▶ 本文
★ ★ ★ ★ ★
説明

潤滑剤劣化検出装置および検出装置付き軸受

【課題】 検出部の小型化が可能で、また測定用ギャップ部が小さくても潤滑剤が入り込み易く、安定した正確な検出が可能な潤滑剤劣化検出装置、およびその潤滑剤劣化検出装置を備えた検出装置付き軸受を提供する。
【解決手段】先端が潤滑剤6の配置空間10を介して並ぶ2本の光ファイバ4,5と、一方の光ファイバ4の基端に配置した発光素子2と、他方の光ファイバ5の基端に配置した受光素子3と、この受光素子3の出力から潤滑剤6に混入している異物の量を検出する判定手段7とを備える。前記2本の光ファイバ4,5は、それぞれ先端を斜めにカットしてその斜めカット面を反射コーティングした反射面4a,5aとする。これら斜めの反射面4a,5aは、一方の光ファイバ4を通る光が先端の反射面4aで他方の光ファイバ5の反射面5aに向けて反射して、この反射面5aから他方の光ファイバ5内に反射する方向に向ける。
★ ★ ★ ★ ★
▶ 提供データ

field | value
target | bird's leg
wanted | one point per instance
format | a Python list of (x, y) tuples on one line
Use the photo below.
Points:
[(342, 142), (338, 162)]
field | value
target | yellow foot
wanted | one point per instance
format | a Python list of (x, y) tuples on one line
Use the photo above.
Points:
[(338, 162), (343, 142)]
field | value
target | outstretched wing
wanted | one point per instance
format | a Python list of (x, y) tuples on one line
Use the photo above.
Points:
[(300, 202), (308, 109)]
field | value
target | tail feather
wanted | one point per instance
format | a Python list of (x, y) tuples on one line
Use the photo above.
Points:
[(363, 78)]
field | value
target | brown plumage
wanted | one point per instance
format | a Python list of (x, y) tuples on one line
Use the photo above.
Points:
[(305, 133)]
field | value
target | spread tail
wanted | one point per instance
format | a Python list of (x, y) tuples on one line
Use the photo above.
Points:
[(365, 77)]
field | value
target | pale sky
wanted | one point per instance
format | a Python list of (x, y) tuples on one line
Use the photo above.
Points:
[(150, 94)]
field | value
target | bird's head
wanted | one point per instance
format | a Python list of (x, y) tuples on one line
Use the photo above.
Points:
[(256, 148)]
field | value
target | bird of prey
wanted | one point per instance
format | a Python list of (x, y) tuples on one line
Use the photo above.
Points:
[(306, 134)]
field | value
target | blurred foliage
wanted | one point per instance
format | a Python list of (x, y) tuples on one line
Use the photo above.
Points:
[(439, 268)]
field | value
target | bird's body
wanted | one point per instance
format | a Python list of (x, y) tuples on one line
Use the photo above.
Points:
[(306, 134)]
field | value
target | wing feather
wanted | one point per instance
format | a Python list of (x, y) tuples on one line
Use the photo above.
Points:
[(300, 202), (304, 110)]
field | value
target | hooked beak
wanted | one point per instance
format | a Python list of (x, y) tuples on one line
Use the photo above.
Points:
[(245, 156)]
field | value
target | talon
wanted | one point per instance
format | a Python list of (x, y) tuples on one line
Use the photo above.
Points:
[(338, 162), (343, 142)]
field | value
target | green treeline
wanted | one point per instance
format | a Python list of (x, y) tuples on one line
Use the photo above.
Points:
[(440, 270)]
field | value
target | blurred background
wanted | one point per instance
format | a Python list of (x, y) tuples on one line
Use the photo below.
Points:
★ ★ ★ ★ ★
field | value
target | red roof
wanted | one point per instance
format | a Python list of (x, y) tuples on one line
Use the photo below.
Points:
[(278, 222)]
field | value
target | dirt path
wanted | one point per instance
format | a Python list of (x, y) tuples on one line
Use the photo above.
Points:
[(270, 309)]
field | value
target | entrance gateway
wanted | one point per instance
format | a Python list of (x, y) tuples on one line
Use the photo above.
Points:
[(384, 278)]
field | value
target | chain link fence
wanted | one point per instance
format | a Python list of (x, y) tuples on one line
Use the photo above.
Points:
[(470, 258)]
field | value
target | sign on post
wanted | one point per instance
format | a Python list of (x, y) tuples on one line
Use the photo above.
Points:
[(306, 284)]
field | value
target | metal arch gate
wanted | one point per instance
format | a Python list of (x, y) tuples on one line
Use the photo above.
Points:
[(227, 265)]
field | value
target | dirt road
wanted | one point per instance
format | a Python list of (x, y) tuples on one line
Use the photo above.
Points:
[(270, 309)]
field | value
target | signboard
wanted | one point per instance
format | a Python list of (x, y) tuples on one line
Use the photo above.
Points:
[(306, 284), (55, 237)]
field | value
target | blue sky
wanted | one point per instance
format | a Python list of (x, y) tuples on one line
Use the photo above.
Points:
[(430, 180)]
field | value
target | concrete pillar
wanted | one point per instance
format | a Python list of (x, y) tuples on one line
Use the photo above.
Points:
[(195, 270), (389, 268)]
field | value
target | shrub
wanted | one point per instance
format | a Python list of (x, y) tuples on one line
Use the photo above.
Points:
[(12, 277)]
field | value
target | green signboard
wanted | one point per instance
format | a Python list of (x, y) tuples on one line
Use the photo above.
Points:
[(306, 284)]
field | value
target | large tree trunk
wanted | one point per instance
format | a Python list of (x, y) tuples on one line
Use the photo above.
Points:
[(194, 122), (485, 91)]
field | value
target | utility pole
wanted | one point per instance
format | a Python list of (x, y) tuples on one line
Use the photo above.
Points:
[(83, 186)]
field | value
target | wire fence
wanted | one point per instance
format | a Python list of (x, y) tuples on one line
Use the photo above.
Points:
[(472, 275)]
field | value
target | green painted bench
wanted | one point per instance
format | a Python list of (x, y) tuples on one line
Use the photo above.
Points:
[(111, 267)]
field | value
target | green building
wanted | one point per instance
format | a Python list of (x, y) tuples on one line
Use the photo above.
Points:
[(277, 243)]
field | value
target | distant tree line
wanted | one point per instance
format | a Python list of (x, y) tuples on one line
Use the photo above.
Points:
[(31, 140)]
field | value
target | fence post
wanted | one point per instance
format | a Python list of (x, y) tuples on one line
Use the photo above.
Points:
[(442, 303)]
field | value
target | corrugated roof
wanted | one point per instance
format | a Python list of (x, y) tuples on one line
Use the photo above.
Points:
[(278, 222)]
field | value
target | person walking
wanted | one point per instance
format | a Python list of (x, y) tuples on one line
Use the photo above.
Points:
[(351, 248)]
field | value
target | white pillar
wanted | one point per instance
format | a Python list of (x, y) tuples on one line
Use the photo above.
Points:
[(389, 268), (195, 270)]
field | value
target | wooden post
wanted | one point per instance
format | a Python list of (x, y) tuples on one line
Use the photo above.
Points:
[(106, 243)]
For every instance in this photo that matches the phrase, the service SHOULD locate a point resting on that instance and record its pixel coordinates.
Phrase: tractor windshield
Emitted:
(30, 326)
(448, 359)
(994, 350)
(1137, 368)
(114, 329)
★ ★ ★ ★ ★
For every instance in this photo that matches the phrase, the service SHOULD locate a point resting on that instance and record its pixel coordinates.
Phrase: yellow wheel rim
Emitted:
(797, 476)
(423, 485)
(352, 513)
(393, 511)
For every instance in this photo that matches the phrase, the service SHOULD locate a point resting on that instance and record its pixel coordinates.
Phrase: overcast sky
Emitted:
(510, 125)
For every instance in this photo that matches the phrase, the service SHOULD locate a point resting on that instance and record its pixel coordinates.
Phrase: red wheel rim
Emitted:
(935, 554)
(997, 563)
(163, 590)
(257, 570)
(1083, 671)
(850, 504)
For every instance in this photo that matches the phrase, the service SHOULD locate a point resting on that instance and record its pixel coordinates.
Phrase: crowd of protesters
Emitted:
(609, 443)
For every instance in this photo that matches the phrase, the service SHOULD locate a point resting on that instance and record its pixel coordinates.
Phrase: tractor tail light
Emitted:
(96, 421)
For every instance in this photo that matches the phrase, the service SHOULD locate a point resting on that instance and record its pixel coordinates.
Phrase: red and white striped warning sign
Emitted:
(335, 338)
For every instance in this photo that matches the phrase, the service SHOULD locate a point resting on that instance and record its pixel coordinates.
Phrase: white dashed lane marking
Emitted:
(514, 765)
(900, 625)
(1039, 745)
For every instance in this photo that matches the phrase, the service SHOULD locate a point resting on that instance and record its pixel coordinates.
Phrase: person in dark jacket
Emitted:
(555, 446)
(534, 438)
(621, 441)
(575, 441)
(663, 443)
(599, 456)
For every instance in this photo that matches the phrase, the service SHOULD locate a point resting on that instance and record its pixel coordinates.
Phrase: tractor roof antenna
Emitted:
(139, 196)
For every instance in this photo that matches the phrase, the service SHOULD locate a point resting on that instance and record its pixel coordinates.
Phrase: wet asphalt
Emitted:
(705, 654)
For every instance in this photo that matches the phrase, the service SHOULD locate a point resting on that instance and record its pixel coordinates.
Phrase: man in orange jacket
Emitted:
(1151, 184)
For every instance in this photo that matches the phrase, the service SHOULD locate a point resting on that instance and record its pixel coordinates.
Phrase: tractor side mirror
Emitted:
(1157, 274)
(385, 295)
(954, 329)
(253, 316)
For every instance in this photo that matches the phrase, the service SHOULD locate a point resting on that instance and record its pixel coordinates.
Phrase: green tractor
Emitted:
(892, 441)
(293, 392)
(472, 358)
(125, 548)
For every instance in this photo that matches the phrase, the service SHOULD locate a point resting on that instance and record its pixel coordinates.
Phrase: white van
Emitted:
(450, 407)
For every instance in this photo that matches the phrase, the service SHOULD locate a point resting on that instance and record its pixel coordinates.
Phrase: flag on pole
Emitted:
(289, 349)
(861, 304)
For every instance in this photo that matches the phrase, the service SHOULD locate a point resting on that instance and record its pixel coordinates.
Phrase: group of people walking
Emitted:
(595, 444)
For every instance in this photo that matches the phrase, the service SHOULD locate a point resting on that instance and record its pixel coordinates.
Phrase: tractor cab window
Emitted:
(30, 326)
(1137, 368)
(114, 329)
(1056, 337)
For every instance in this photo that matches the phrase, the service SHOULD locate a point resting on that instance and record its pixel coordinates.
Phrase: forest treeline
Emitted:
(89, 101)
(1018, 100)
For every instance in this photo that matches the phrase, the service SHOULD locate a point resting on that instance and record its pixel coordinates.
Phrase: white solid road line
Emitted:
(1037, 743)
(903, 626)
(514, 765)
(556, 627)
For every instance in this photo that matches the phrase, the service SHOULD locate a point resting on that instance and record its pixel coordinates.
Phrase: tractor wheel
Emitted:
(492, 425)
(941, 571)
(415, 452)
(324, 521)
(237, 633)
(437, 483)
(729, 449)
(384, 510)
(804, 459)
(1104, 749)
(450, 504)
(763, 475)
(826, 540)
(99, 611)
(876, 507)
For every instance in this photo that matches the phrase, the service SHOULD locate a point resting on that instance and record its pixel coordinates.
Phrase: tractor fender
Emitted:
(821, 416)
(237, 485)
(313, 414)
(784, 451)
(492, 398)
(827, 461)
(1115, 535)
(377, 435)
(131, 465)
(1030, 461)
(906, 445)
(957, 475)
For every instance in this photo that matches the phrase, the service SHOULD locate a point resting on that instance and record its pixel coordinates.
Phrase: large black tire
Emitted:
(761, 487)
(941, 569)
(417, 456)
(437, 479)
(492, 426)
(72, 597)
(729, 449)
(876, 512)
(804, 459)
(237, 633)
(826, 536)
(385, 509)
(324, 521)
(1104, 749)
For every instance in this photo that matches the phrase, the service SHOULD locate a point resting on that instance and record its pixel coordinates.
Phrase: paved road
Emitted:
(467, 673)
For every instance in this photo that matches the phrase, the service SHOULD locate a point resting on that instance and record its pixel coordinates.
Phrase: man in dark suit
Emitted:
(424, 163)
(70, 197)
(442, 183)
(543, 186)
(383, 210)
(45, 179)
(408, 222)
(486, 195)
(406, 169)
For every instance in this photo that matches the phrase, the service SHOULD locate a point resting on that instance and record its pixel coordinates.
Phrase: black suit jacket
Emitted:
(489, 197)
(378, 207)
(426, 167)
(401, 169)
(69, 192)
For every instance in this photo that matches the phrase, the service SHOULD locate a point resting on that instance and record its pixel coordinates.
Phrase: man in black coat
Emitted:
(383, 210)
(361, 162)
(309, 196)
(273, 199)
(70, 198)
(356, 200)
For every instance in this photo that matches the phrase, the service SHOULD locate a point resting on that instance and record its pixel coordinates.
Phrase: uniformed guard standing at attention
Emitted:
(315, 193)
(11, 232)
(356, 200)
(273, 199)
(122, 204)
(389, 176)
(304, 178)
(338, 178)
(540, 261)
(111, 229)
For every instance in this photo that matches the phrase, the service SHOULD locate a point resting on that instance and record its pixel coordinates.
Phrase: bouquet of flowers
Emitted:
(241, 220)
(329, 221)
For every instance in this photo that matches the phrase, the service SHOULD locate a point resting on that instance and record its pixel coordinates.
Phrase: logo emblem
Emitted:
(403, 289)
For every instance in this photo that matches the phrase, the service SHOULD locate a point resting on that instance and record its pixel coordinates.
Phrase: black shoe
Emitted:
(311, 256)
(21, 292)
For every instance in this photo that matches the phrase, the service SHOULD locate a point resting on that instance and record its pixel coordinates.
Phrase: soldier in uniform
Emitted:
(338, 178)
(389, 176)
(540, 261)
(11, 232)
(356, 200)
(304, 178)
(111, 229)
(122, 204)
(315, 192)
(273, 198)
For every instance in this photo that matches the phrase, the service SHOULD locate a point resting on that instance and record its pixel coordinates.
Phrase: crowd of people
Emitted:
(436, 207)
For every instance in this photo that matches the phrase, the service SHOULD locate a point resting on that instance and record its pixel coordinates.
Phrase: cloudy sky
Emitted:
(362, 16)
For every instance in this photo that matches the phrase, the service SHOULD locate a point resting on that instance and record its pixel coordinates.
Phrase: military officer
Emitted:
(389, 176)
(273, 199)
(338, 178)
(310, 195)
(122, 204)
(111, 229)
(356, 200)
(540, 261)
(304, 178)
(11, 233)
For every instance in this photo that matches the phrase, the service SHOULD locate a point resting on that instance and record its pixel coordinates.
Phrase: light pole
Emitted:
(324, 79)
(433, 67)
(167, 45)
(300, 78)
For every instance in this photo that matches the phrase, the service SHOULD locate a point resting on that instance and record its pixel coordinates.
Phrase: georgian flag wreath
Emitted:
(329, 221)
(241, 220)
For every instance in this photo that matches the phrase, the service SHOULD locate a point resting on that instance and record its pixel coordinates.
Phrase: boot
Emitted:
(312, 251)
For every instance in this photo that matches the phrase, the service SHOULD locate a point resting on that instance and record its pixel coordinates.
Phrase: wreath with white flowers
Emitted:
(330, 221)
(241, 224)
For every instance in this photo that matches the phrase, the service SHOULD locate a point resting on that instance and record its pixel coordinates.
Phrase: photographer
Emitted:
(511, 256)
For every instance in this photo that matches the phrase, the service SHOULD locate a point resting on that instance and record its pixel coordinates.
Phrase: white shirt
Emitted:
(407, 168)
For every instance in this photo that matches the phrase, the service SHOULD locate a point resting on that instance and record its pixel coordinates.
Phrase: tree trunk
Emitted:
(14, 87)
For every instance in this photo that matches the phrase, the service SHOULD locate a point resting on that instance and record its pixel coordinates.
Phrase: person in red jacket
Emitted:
★ ★ ★ ★ ★
▶ 作業内容
潤滑剤劣化検出装置についての本文のうち、「潤滑剤劣化検出装置および検出装置付き軸受」で始まり「5内に反射する方向に向ける。」で終わる箇所を一字一句変えずに書き写せ。 このデータは別の出典から取ったものである。

▶ 問題の解答
潤滑剤劣化検出装置および検出装置付き軸受

【課題】 検出部の小型化が可能で、また測定用ギャップ部が小さくても潤滑剤が入り込み易く、安定した正確な検出が可能な潤滑剤劣化検出装置、およびその潤滑剤劣化検出装置を備えた検出装置付き軸受を提供する。
【解決手段】先端が潤滑剤6の配置空間10を介して並ぶ2本の光ファイバ4,5と、一方の光ファイバ4の基端に配置した発光素子2と、他方の光ファイバ5の基端に配置した受光素子3と、この受光素子3の出力から潤滑剤6に混入している異物の量を検出する判定手段7とを備える。前記2本の光ファイバ4,5は、それぞれ先端を斜めにカットしてその斜めカット面を反射コーティングした反射面4a,5aとする。これら斜めの反射面4a,5aは、一方の光ファイバ4を通る光が先端の反射面4aで他方の光ファイバ5の反射面5aに向けて反射して、この反射面5aから他方の光ファイバ5内に反射する方向に向ける。